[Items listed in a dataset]

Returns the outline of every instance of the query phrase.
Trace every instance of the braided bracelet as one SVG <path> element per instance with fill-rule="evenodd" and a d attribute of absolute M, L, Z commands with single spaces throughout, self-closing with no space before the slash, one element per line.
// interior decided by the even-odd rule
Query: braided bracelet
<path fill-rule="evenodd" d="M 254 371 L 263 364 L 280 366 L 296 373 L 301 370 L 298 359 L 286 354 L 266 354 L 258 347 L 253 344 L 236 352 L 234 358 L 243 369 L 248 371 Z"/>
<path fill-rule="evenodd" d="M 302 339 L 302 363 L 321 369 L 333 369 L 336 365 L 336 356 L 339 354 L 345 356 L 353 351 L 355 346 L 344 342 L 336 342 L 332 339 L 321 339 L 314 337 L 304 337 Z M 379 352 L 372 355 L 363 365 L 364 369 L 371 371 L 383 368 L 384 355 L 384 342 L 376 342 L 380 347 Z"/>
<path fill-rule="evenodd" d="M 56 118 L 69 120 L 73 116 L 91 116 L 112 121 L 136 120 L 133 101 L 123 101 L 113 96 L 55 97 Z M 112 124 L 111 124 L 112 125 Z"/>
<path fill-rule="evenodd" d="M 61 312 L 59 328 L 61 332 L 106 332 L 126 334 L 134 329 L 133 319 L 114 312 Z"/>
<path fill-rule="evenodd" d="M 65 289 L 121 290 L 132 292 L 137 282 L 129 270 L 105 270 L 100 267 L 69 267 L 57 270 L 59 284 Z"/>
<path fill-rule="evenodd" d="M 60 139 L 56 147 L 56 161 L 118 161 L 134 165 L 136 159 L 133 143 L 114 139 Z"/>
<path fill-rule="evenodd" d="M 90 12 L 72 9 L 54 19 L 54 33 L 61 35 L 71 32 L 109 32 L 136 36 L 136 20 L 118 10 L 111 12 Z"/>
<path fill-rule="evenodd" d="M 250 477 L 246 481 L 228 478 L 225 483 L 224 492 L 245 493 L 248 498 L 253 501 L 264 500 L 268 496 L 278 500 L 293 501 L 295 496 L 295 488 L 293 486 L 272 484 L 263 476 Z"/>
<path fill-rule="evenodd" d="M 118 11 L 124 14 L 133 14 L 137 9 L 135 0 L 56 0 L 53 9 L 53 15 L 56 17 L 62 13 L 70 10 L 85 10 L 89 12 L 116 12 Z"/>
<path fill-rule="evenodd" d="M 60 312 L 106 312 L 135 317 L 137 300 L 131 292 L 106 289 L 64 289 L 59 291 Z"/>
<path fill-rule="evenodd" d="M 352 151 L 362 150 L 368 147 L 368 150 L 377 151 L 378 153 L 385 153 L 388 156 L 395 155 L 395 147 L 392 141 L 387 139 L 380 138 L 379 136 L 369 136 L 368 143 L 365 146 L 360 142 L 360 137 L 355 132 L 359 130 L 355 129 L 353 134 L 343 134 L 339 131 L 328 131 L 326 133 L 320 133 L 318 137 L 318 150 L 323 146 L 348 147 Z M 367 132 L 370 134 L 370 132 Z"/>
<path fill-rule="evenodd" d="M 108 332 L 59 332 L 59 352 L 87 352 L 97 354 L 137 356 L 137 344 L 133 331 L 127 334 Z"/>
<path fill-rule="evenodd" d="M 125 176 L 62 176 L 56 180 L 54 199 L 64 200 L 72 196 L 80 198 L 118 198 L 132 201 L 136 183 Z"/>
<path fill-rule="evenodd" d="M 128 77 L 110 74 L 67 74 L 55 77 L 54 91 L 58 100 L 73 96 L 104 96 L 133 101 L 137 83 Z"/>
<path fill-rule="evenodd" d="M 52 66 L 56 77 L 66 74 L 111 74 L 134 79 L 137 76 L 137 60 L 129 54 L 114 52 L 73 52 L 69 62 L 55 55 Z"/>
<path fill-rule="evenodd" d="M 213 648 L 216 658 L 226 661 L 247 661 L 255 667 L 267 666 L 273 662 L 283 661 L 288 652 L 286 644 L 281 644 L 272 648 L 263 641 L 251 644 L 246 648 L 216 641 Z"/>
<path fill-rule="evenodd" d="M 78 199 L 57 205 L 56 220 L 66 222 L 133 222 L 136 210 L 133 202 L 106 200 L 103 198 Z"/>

### Given request
All of the entries above should be written out again exactly.

### Exercise response
Returns the outline of every instance of the query phrase.
Trace every instance of the braided bracelet as one SVG <path> element per instance with fill-rule="evenodd" and a d attribute of absolute M, L, Z commands with single spaces throughout, self-closing with no space before the slash, one element per line.
// interior decided by the even-odd rule
Query: braided bracelet
<path fill-rule="evenodd" d="M 254 371 L 263 364 L 280 366 L 296 373 L 301 370 L 298 359 L 286 354 L 266 354 L 258 347 L 253 344 L 236 352 L 234 358 L 243 369 L 248 371 Z"/>
<path fill-rule="evenodd" d="M 302 339 L 302 363 L 321 369 L 333 369 L 336 365 L 336 356 L 339 354 L 345 356 L 353 351 L 355 346 L 344 342 L 336 342 L 332 339 L 321 339 L 314 337 L 304 337 Z M 379 352 L 372 355 L 363 365 L 364 369 L 371 371 L 383 368 L 384 355 L 384 342 L 376 342 L 380 347 Z"/>
<path fill-rule="evenodd" d="M 56 118 L 69 120 L 73 116 L 91 116 L 112 121 L 136 120 L 133 101 L 123 101 L 113 96 L 55 97 Z M 112 124 L 111 124 L 112 125 Z"/>
<path fill-rule="evenodd" d="M 61 312 L 59 328 L 61 332 L 106 332 L 126 334 L 134 329 L 133 319 L 114 312 Z"/>
<path fill-rule="evenodd" d="M 65 289 L 121 290 L 132 292 L 137 282 L 129 270 L 105 270 L 100 267 L 69 267 L 57 270 L 59 284 Z"/>
<path fill-rule="evenodd" d="M 60 139 L 56 147 L 56 161 L 118 161 L 134 165 L 136 159 L 133 143 L 114 139 Z"/>
<path fill-rule="evenodd" d="M 90 12 L 72 9 L 54 19 L 54 33 L 61 35 L 71 32 L 109 32 L 136 36 L 136 20 L 118 10 L 111 12 Z"/>
<path fill-rule="evenodd" d="M 250 477 L 246 481 L 228 478 L 225 483 L 224 492 L 245 493 L 248 498 L 253 501 L 264 500 L 268 496 L 278 500 L 293 501 L 295 496 L 295 488 L 293 486 L 272 484 L 263 476 Z"/>
<path fill-rule="evenodd" d="M 118 11 L 124 14 L 133 14 L 137 9 L 135 0 L 56 0 L 53 9 L 53 15 L 56 17 L 62 13 L 70 10 L 85 10 L 89 12 L 116 12 Z"/>
<path fill-rule="evenodd" d="M 60 312 L 106 312 L 135 317 L 137 300 L 131 292 L 106 289 L 64 289 L 59 291 Z"/>
<path fill-rule="evenodd" d="M 352 151 L 362 150 L 368 147 L 368 150 L 377 151 L 378 153 L 385 153 L 388 156 L 395 155 L 395 147 L 392 141 L 387 139 L 380 138 L 379 136 L 369 136 L 368 143 L 365 146 L 360 142 L 360 137 L 355 132 L 359 130 L 355 129 L 353 134 L 343 134 L 339 131 L 328 131 L 326 133 L 320 133 L 318 137 L 318 150 L 323 146 L 348 147 Z M 367 132 L 370 134 L 370 132 Z"/>
<path fill-rule="evenodd" d="M 108 332 L 59 332 L 59 352 L 87 352 L 97 354 L 137 356 L 137 344 L 133 331 L 127 334 Z"/>
<path fill-rule="evenodd" d="M 125 176 L 62 176 L 56 180 L 54 199 L 64 200 L 72 196 L 80 198 L 118 198 L 132 201 L 136 183 Z"/>
<path fill-rule="evenodd" d="M 128 77 L 110 74 L 67 74 L 55 77 L 54 91 L 58 100 L 73 96 L 104 96 L 133 101 L 137 83 Z"/>
<path fill-rule="evenodd" d="M 52 66 L 56 77 L 66 74 L 111 74 L 134 79 L 137 76 L 137 60 L 129 54 L 114 52 L 73 52 L 69 62 L 55 55 Z"/>
<path fill-rule="evenodd" d="M 213 648 L 216 658 L 226 661 L 247 661 L 255 667 L 267 666 L 273 662 L 283 661 L 288 652 L 286 644 L 281 644 L 272 648 L 263 641 L 251 644 L 246 648 L 216 641 Z"/>
<path fill-rule="evenodd" d="M 78 199 L 57 205 L 56 220 L 66 222 L 133 222 L 136 210 L 133 202 L 106 200 L 103 198 Z"/>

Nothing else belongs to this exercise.